__Consegna 1__: Nel testo sulle cure intensive, in quale reparto lavora Emil?
__Consegna 2__: Ricopia fedelmente dal testo sulle cure intensive la parte che si apre con le parole contenenti "Da piccoli ci" e si chiude con "a quei visi.".

__Testo in esame__:

★ ★ ★ ★ ★ ★ ★

Emil, infermiere clinico specializzato, reparto di cure intense CHUV Losanna
Che faccia ha la paura? Che faccia ha l’angoscia?
Da piccoli ci insegnano, guardando delle immagini, a identificare i sentimenti che gli occhi e il viso ci mostrano. Ma ora non sono più immagini, ma volti reali, 1..2..3..5..10.. 40 volti. I volti di quelle persone che, spinte dai soccorritori o dagli infermieri di altri reparti, varcano le porte delle nostre cure intensive.
«Buongiorno signora, buongiorno signore, mi chiamo Emil e sono l’infermiere che si occupa di lei oggi. Aspetti che le do più ossigeno...».
E quegli occhi sono lì davanti, silenziosi nel rumore del flusso dell’ossigeno, dell’allarme della desaturazione. Quegli occhi che non osano voltarsi a destra o sinistra per evitare di vedere il futuro, vedere il vicino e la vicina intubati e pensare quando toccherà a lui. Colpi di tosse e allarmi, leggere mobilizzazioni e allarmi. Suoni che alimentano quella paura ancorata sempre più fermamente a quei visi.

★ ★ ★ ★ ★ ★ ★

__Dati forniti__:
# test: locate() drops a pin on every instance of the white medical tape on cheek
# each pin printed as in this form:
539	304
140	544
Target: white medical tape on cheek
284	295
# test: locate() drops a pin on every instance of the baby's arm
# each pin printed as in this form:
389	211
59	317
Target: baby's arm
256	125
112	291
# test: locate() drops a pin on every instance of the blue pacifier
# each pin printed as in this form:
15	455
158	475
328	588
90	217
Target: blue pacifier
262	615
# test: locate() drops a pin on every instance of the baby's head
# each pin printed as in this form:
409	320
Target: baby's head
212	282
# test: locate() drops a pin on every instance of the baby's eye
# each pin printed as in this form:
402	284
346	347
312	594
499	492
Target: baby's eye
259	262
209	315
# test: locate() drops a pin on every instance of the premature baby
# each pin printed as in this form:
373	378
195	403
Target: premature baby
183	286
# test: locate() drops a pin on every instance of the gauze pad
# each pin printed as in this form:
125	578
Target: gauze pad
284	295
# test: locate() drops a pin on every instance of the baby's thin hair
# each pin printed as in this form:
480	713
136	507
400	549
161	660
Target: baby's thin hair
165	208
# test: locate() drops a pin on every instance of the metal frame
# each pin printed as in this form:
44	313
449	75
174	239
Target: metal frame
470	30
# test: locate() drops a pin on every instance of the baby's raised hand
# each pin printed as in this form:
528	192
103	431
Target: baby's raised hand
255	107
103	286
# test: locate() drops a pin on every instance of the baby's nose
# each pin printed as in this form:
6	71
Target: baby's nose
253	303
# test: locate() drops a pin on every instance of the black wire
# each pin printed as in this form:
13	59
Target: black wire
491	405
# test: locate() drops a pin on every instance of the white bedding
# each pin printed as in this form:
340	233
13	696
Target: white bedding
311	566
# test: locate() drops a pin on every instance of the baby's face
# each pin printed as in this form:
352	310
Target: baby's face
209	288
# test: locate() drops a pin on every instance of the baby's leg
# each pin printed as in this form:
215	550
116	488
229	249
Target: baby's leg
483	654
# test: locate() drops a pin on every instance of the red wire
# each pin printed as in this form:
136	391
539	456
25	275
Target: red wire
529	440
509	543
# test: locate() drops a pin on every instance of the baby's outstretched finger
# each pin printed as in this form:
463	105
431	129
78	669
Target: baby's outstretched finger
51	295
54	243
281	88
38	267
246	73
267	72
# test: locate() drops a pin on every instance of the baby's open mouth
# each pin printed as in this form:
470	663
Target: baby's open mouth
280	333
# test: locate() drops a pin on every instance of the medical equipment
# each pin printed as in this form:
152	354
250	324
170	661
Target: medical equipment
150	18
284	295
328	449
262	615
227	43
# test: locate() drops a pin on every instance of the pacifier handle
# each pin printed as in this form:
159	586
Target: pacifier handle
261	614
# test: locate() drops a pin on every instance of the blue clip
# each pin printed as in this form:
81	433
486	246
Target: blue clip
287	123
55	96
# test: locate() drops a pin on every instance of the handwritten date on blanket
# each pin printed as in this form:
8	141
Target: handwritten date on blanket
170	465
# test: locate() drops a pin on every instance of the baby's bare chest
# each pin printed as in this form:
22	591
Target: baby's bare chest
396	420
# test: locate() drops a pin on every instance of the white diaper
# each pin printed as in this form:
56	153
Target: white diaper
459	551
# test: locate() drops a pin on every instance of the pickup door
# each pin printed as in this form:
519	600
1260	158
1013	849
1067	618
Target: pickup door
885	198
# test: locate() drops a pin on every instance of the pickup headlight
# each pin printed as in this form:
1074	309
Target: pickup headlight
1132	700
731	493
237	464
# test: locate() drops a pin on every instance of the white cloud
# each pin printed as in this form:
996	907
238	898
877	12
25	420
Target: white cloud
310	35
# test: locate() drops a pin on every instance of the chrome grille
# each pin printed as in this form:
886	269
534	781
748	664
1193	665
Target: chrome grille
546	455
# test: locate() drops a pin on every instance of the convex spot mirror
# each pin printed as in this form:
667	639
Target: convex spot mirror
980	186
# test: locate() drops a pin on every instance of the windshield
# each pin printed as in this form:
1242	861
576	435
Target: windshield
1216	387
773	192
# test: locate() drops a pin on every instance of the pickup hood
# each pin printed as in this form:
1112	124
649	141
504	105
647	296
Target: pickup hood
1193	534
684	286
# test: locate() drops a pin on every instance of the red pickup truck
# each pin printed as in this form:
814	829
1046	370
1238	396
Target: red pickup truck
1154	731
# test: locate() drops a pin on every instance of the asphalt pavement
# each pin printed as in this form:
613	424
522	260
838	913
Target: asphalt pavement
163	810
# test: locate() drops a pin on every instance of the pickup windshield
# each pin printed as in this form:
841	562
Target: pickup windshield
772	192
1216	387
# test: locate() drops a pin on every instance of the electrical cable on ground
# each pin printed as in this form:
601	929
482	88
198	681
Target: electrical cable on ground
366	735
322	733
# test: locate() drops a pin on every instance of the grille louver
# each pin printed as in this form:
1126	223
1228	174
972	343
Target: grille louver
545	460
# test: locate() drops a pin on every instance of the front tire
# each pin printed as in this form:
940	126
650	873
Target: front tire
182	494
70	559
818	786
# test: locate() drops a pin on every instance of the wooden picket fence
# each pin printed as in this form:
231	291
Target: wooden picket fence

★ ★ ★ ★ ★ ★ ★

__Spazio risposta 1__: Emil lavora nel reparto di cure intense del CHUV di Losanna.

__Spazio risposta 2__:
Da piccoli ci insegnano, guardando delle immagini, a identificare i sentimenti che gli occhi e il viso ci mostrano. Ma ora non sono più immagini, ma volti reali, 1..2..3..5..10.. 40 volti. I volti di quelle persone che, spinte dai soccorritori o dagli infermieri di altri reparti, varcano le porte delle nostre cure intensive.
«Buongiorno signora, buongiorno signore, mi chiamo Emil e sono l’infermiere che si occupa di lei oggi. Aspetti che le do più ossigeno...».
E quegli occhi sono lì davanti, silenziosi nel rumore del flusso dell’ossigeno, dell’allarme della desaturazione. Quegli occhi che non osano voltarsi a destra o sinistra per evitare di vedere il futuro, vedere il vicino e la vicina intubati e pensare quando toccherà a lui. Colpi di tosse e allarmi, leggere mobilizzazioni e allarmi. Suoni che alimentano quella paura ancorata sempre più fermamente a quei visi.